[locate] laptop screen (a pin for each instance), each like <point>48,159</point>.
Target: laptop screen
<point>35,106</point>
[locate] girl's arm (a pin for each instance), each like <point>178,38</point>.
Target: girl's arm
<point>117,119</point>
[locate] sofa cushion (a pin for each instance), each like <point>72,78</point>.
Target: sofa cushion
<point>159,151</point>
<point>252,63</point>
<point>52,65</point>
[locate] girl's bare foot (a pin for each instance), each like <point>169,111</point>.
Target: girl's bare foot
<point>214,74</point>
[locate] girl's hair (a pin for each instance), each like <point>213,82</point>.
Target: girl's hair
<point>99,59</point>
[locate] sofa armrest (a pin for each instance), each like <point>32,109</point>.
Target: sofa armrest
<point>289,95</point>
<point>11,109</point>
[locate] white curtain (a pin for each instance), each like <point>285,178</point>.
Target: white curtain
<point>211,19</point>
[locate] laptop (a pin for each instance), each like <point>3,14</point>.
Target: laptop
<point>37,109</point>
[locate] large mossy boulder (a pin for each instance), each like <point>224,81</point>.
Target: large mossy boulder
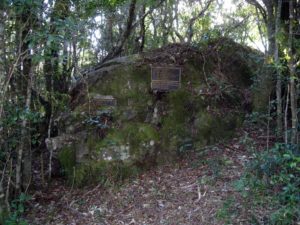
<point>116,122</point>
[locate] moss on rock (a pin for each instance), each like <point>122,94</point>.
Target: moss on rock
<point>148,127</point>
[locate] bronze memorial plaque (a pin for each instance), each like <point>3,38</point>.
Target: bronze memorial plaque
<point>165,78</point>
<point>105,100</point>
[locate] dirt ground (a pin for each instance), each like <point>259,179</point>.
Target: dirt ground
<point>193,191</point>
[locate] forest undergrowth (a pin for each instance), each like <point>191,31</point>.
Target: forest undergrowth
<point>220,184</point>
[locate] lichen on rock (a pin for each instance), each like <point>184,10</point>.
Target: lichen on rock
<point>144,127</point>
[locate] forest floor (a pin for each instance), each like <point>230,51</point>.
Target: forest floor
<point>199,189</point>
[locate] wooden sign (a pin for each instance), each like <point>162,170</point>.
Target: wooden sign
<point>105,100</point>
<point>165,78</point>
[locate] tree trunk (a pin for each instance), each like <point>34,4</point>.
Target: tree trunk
<point>23,150</point>
<point>119,48</point>
<point>292,70</point>
<point>278,72</point>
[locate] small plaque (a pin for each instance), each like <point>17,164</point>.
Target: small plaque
<point>165,78</point>
<point>105,100</point>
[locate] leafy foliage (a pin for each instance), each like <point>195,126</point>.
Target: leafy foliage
<point>18,209</point>
<point>275,174</point>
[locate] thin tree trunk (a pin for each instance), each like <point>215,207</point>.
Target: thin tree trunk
<point>119,48</point>
<point>24,139</point>
<point>286,115</point>
<point>292,76</point>
<point>278,72</point>
<point>142,30</point>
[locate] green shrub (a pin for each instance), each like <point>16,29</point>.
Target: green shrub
<point>275,174</point>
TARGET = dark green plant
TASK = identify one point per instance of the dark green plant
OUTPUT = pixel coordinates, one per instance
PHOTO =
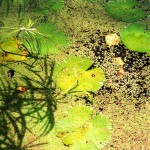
(136, 37)
(20, 111)
(81, 131)
(76, 76)
(42, 39)
(125, 10)
(31, 5)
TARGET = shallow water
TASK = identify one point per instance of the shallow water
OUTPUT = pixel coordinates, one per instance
(31, 104)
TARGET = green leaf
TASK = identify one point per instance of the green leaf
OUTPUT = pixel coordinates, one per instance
(58, 5)
(79, 131)
(90, 80)
(74, 118)
(136, 33)
(73, 73)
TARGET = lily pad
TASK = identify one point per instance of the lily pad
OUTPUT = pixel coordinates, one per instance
(136, 38)
(73, 72)
(79, 131)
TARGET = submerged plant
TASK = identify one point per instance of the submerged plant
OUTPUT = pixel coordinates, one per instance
(38, 5)
(125, 10)
(79, 130)
(43, 39)
(76, 76)
(136, 37)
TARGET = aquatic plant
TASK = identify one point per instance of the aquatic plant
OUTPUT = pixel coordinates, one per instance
(38, 5)
(76, 76)
(99, 1)
(43, 39)
(136, 37)
(50, 38)
(125, 10)
(79, 130)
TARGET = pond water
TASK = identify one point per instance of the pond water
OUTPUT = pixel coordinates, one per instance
(54, 56)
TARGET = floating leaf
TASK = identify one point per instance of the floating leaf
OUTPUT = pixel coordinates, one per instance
(58, 5)
(90, 80)
(79, 131)
(136, 33)
(74, 119)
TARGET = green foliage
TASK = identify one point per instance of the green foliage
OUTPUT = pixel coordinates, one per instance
(125, 10)
(79, 130)
(43, 39)
(20, 4)
(51, 39)
(136, 37)
(38, 5)
(73, 72)
(99, 1)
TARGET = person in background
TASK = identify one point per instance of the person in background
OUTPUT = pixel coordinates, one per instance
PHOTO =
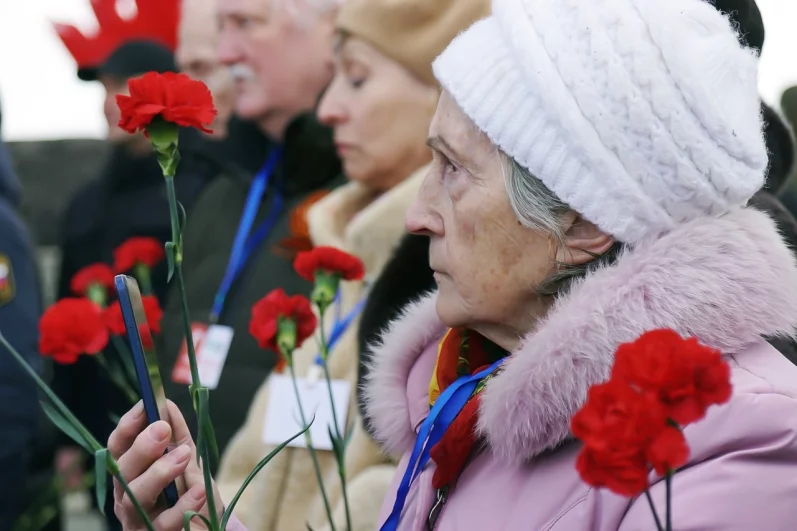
(280, 56)
(571, 209)
(236, 147)
(127, 200)
(20, 309)
(746, 17)
(788, 106)
(379, 104)
(197, 56)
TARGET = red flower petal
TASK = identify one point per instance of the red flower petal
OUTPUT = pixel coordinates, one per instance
(332, 261)
(70, 328)
(138, 250)
(685, 376)
(621, 471)
(97, 273)
(176, 98)
(266, 313)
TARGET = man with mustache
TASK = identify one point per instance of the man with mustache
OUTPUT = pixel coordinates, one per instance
(279, 53)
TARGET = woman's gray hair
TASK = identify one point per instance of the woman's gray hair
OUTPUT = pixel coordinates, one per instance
(304, 17)
(539, 209)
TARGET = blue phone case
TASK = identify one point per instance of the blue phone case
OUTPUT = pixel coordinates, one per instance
(130, 301)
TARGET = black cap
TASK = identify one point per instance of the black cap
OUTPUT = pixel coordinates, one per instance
(132, 59)
(746, 18)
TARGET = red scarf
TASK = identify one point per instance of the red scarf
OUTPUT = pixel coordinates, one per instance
(462, 352)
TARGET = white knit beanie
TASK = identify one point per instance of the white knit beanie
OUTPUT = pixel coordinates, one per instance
(639, 114)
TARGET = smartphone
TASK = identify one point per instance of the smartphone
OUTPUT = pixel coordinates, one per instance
(150, 383)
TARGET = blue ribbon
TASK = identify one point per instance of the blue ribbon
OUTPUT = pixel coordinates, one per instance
(244, 244)
(443, 413)
(341, 324)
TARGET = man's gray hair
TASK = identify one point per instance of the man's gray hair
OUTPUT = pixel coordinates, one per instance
(539, 209)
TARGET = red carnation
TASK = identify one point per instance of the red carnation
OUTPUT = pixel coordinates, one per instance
(268, 311)
(617, 426)
(623, 471)
(175, 98)
(138, 250)
(330, 260)
(685, 376)
(95, 274)
(616, 415)
(115, 322)
(70, 328)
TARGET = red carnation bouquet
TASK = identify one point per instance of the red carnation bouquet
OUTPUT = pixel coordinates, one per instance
(158, 105)
(283, 323)
(74, 327)
(633, 423)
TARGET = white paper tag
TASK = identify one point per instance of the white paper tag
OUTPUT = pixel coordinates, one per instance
(212, 354)
(283, 420)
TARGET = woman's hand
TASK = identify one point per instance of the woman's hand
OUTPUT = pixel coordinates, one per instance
(139, 451)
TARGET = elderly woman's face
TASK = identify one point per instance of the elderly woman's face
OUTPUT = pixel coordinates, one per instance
(380, 113)
(486, 263)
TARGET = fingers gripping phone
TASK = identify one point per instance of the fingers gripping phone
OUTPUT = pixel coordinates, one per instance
(147, 372)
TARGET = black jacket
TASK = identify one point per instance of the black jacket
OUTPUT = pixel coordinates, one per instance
(20, 309)
(128, 199)
(308, 164)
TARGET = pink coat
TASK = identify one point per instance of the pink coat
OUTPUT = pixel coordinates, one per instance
(726, 281)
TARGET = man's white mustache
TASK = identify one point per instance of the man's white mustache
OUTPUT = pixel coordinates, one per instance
(242, 72)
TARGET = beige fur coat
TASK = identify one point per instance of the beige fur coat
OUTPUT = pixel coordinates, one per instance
(285, 495)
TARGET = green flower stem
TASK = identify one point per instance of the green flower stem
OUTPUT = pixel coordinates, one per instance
(341, 457)
(88, 437)
(209, 494)
(118, 379)
(653, 510)
(178, 268)
(142, 274)
(668, 485)
(113, 467)
(189, 336)
(309, 440)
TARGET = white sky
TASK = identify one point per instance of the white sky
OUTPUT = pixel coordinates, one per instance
(43, 99)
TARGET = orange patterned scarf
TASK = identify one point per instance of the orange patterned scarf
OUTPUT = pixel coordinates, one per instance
(461, 352)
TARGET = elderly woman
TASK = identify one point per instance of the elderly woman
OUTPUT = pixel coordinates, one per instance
(588, 185)
(380, 104)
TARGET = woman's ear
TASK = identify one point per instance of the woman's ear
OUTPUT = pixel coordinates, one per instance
(583, 242)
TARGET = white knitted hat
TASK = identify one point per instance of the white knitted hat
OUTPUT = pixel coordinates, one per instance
(639, 114)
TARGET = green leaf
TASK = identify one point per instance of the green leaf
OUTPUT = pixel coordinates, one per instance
(228, 512)
(183, 215)
(101, 475)
(170, 260)
(210, 436)
(206, 432)
(62, 424)
(337, 447)
(190, 515)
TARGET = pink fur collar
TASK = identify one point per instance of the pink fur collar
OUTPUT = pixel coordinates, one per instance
(727, 281)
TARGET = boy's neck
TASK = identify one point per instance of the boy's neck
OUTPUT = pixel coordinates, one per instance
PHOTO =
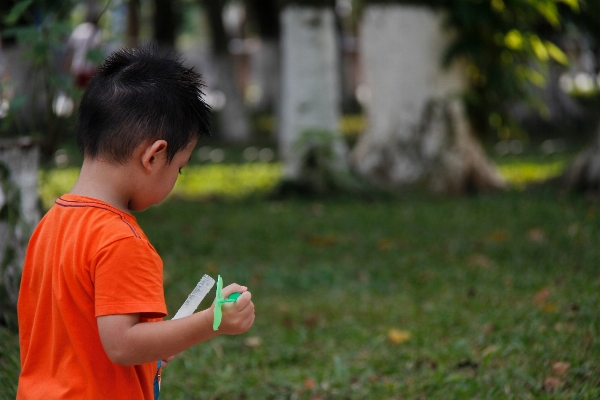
(111, 183)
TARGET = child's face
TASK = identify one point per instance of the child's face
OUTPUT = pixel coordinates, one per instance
(162, 179)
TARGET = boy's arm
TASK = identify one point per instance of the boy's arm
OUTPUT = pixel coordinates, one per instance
(128, 342)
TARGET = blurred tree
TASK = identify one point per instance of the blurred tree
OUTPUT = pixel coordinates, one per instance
(310, 143)
(33, 77)
(584, 173)
(132, 34)
(233, 118)
(418, 131)
(165, 22)
(266, 61)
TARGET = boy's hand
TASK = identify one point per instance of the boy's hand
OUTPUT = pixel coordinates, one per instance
(166, 361)
(238, 316)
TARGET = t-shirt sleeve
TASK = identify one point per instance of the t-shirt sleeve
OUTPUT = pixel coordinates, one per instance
(128, 278)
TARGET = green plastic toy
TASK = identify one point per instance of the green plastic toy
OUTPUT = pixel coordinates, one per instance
(219, 300)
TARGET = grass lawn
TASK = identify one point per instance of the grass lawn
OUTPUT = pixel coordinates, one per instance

EXERCISE INSTRUCTIONS – Whenever a line includes the word "lawn", pull it out of the entries.

ANSWER SPACE –
TARGET = grass lawn
TASK = identify one point per instance of the grass lawn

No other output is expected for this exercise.